- [TEXT SHOWN]:

┄┄┄┄┄┄┄┄┄┄┄┄┄┄┄┄┄┄┄┄

Lebanese Army Rejects Claims of Abusing Syrian Refugees
The Lebanese army has dismissed allegations of abuse against hundreds of Syrian detainees in a security sweep at a refugee settlement near the eastern border town of Arsal, saying the mass detentions were necessary to combat terrorism.
A military official told The Associated Press that the detention of 355 Syrians "is not a directed aggression against anyone," and that not all would be charged with terrorism. He spoke on condition of anonymity in line with regulations.
Five suicide bombers blew themselves up Friday during military raids in two refugee settlements in Arsal, near the border with Syria. One of them detonated his payload among a Syrian refugee family, killing a girl. Another wounded three soldiers, leaving two of them in critical condition, the official said. During the early Friday raid attackers also tossed explosives at the troops.
The subsequent security sweep sparked accusations of abuse, particularly after pictures surfaced of detainees flat on the ground with their hands bound as Lebanese soldiers stood over them.
The official said the raids on the two settlements in Arsal came after tips about the presence of explosives and a plot to carry out attacks in Lebanon.
The Syrian opposition in exile, the Syrian Coalition, said in a statement Saturday that the military raid also resulted in the death of a number of refugees, but it provided no details. It said it holds the Lebanese authorities responsible for the safety of Syrian refugees, which it added are demanding international protection in Lebanon.
Lebanon, of 4.5 million people, has over 1 million registered Syrian refugees. The coalition said representatives of the Syrian refugees in Lebanon have demanded the establishment of safe areas near the Syrian-Lebanese border off limits to the Syrian government.
"Refugees were humiliated and treated as hostages by the Lebanese army and the Hizbullah militias," the coalition said.
Lebanon's Iran-backed Hizbullah has fighters in Syria backing the Syrian government against rebels and jihadist militants.
Some Lebanese and Syrian activists also took to social media to accuse the army of abuse.
The military official rebuffed the accusations.
"The reaction should be to question how a refugee camp turned into a refuge for terrorists," the official said. He said no women or children were detained and that none were deprived of food or drink. He said interrogations are underway and that those not connected to the attacks would be released.
Lebanese troops have clashed with militants near the Syrian border on a number of occasions in recent years. Arsal and the surrounding area was the scene of a major cross-border attack in 2014, when a number of Lebanese soldiers were abducted and killed.
On Saturday, the military said it arrested one of those involved in the 2014 attack in Arsal, Syrian national Ahmed Khaled Diab, who confessed to killing Lebanese Army Colonel Noureddine al-Jamal.

┄┄┄┄┄┄┄┄┄┄┄┄┄┄┄┄┄┄┄┄

- [AVAILABLE DATA]:
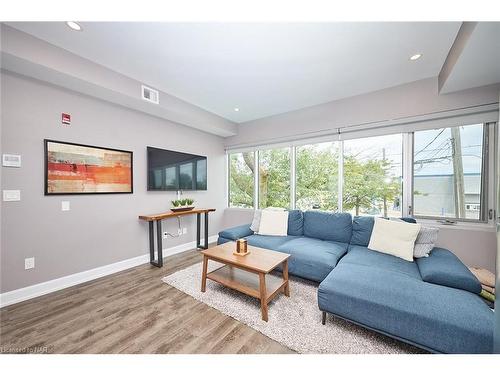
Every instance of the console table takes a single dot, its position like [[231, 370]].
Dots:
[[151, 219]]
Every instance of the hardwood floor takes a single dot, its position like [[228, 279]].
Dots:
[[128, 312]]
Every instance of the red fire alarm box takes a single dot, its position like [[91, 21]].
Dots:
[[66, 118]]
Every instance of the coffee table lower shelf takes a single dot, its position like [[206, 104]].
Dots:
[[250, 283], [247, 282]]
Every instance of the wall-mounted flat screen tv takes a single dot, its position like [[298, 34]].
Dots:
[[172, 170]]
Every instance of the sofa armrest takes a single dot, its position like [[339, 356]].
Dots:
[[444, 268], [236, 232]]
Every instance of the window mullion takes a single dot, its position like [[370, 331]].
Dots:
[[407, 204], [256, 179], [293, 154], [340, 175]]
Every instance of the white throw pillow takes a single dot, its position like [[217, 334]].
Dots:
[[273, 223], [256, 221], [394, 238], [425, 241]]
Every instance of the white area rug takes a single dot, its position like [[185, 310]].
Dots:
[[294, 321]]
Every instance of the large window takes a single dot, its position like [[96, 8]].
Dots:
[[317, 176], [274, 178], [373, 170], [448, 172], [241, 179], [446, 175]]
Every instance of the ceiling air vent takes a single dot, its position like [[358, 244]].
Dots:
[[150, 95]]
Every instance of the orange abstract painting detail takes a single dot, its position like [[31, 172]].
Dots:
[[73, 169]]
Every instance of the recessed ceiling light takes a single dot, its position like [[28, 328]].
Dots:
[[74, 25]]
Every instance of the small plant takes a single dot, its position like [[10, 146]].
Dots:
[[182, 202]]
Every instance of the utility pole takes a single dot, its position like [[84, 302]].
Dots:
[[385, 197], [458, 172]]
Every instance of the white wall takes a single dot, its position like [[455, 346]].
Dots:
[[99, 229]]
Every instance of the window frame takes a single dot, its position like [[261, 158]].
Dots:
[[228, 180], [408, 146], [485, 154]]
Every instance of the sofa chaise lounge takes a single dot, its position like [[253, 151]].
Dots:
[[432, 302]]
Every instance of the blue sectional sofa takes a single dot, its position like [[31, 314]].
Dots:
[[432, 302]]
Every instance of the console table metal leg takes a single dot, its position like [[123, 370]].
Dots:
[[198, 229], [151, 242], [206, 230], [159, 243], [159, 262], [198, 232]]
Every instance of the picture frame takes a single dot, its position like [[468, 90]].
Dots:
[[77, 169]]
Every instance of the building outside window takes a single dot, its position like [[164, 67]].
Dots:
[[448, 178], [448, 172]]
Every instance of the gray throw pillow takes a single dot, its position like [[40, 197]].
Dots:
[[256, 221], [425, 241]]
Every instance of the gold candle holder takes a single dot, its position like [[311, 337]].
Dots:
[[241, 247]]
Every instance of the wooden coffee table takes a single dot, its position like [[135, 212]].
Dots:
[[247, 274]]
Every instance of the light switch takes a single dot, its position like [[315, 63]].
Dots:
[[11, 195], [11, 160], [29, 263]]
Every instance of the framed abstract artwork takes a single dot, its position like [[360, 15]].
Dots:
[[72, 168]]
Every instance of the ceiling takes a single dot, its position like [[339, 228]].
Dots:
[[479, 62], [262, 69]]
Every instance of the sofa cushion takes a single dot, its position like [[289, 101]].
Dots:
[[328, 226], [433, 316], [311, 258], [236, 232], [444, 268], [295, 223], [362, 227], [268, 242], [361, 255]]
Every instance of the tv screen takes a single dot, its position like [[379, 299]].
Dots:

┄┄┄┄┄┄┄┄┄┄┄┄┄┄┄┄┄┄┄┄

- [TASK A]:
In the Arsal report, what assurances about the detainees does the military official give in the paragraph beginning "The reaction should be to question"?
- [TASK B]:
According to the Arsal report, whom did Ahmed Khaled Diab confess to killing?

- [TASK OUTPUT A]:
- No women or children were detained.
- None of the detainees were deprived of food or drink.
- Interrogations are underway.
- Those not connected to the attacks would be released.

- [TASK OUTPUT B]:
Lebanese Army Colonel Noureddine al-Jamal.